Given passage >>
━━━━━━━━━━━━━━━━
Strain: One size does not fit all
Dr. Griffin notes that strain imaging is especially well suited to research at high-volume centers because it can be done post hoc. “You don’t have to do the measurements at the time of imaging,” he says. “Our images are all digitized, so we can go back and have researchers acquire the strain data after the fact if needed, to answer specific research questions.”
But growth in the use of strain imaging has led to some misperceptions among clinicians, cautions one of Dr. Griffin’s Section of Cardiovascular Imaging colleagues, Milind Desai, MD, Professor of Medicine, Cleveland Clinic Lerner College of Medicine.
“There’s an assumption among some cardiologists that strain-based assessment is a one-size-fits-all approach across various conditions, but we no longer believe that’s accurate,” says Dr. Desai. “What we’re learning from a series of studies is that strain must be understood in the context of the lesion being studied.”
He cites the example of mitral regurgitation (MR) versus hypertrophic cardiomyopathy (HCM): “In our dataset, 95 percent of patients with MR have a strain better than 18 percent, whereas 95 percent of patients with HCM have a strain worse than negative 18 percent. Yet if you follow these groups over time, mortality is less than 0.5 percent per year in both groups. So strain means very different things in these different settings.”
━━━━━━━━━━━━━━━━
What is required >>
Copy the part of the strain imaging passage from "Strain: One size" to "College of Medicine." word for word.

Data extracts >>
━━━━━━━━━━━━━━━━
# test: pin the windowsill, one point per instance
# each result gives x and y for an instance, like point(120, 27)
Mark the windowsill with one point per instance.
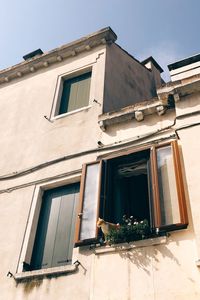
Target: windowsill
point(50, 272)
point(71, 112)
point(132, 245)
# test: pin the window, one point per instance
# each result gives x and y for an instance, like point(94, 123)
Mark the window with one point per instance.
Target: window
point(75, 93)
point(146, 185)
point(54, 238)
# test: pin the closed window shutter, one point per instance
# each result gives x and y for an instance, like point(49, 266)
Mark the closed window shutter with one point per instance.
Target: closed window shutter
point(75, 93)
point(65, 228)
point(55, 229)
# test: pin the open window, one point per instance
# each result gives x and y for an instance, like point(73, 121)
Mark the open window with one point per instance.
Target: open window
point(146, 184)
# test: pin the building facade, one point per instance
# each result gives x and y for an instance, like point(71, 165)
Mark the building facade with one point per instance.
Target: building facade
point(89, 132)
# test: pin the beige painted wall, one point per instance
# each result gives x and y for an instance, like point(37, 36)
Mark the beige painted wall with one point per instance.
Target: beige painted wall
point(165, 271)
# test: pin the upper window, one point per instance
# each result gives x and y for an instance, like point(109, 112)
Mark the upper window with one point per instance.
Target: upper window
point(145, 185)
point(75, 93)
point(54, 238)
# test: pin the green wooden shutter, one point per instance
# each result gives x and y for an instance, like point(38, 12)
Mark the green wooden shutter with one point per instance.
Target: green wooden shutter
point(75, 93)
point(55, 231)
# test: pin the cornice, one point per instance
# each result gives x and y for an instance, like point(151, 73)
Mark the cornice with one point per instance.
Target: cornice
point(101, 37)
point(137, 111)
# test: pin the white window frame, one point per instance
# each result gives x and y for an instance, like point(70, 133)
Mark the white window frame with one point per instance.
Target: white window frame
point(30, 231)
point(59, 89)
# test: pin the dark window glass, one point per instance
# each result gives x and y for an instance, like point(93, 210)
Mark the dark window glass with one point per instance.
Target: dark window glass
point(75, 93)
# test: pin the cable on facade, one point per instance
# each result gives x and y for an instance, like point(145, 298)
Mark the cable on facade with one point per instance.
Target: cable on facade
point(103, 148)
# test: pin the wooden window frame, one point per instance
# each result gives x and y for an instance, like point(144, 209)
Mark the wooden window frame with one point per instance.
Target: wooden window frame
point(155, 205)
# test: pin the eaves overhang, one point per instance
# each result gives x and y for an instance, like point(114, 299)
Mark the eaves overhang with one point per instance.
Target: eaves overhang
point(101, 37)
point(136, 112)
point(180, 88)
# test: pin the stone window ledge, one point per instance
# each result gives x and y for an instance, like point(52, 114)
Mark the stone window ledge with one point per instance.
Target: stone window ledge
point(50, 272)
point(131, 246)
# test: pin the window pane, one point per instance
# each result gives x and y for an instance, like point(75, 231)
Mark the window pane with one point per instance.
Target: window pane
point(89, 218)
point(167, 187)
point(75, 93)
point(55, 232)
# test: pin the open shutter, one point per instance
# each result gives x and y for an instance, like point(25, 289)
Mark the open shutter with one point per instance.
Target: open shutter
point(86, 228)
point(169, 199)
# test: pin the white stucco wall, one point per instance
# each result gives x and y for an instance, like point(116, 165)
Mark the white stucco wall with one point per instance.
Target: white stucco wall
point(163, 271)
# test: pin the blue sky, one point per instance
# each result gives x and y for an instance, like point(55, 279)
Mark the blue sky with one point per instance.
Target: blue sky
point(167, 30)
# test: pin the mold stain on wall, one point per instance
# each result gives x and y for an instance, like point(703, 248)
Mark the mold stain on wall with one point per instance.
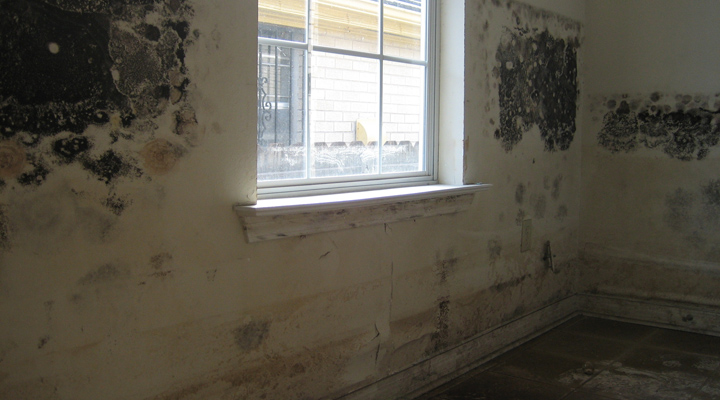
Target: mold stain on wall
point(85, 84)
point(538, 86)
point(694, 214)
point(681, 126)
━━━━━━━━━━━━━━━━
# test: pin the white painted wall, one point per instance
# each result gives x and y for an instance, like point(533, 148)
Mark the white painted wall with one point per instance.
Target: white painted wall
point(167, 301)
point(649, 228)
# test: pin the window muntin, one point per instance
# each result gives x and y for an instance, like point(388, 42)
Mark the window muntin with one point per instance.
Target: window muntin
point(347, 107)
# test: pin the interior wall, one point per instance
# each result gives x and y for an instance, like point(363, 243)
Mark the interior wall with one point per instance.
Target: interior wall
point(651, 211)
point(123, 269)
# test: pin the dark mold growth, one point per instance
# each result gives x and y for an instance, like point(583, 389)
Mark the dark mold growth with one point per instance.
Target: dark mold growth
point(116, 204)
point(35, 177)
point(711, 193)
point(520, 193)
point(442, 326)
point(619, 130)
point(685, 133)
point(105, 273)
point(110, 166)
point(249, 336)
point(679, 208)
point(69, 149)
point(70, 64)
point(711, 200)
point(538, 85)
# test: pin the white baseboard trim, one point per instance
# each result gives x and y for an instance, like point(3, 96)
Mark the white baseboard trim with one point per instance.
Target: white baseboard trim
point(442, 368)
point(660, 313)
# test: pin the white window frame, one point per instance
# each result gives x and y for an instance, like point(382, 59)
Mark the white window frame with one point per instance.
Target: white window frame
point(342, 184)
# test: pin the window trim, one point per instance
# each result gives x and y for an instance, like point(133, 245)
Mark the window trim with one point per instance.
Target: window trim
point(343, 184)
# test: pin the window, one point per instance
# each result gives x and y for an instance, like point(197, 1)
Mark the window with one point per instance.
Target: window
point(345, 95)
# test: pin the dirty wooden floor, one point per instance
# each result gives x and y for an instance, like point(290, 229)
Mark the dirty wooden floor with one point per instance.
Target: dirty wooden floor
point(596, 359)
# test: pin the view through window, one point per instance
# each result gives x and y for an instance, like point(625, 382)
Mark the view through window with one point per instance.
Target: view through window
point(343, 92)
━━━━━━━━━━━━━━━━
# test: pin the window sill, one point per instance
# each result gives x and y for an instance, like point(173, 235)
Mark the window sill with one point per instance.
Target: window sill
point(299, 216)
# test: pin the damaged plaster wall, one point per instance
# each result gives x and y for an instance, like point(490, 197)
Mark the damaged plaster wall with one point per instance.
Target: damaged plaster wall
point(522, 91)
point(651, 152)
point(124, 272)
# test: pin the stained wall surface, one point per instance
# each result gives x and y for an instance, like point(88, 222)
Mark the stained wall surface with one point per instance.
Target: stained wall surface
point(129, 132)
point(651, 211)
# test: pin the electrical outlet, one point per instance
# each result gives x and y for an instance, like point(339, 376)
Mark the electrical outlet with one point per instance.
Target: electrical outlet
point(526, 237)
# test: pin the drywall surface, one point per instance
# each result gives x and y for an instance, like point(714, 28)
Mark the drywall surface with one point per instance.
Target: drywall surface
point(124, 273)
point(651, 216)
━━━━━━━━━━━━━━━━
Exercise solution >>
Strain: One size does not fit all
Dr. Griffin notes that strain imaging is especially well suited to research at high-volume centers because it can be done post hoc. “You don’t have to do the measurements at the time of imaging,” he says. “Our images are all digitized, so we can go back and have researchers acquire the strain data after the fact if needed, to answer specific research questions.”
But growth in the use of strain imaging has led to some misperceptions among clinicians, cautions one of Dr. Griffin’s Section of Cardiovascular Imaging colleagues, Milind Desai, MD, Professor of Medicine, Cleveland Clinic Lerner College of Medicine.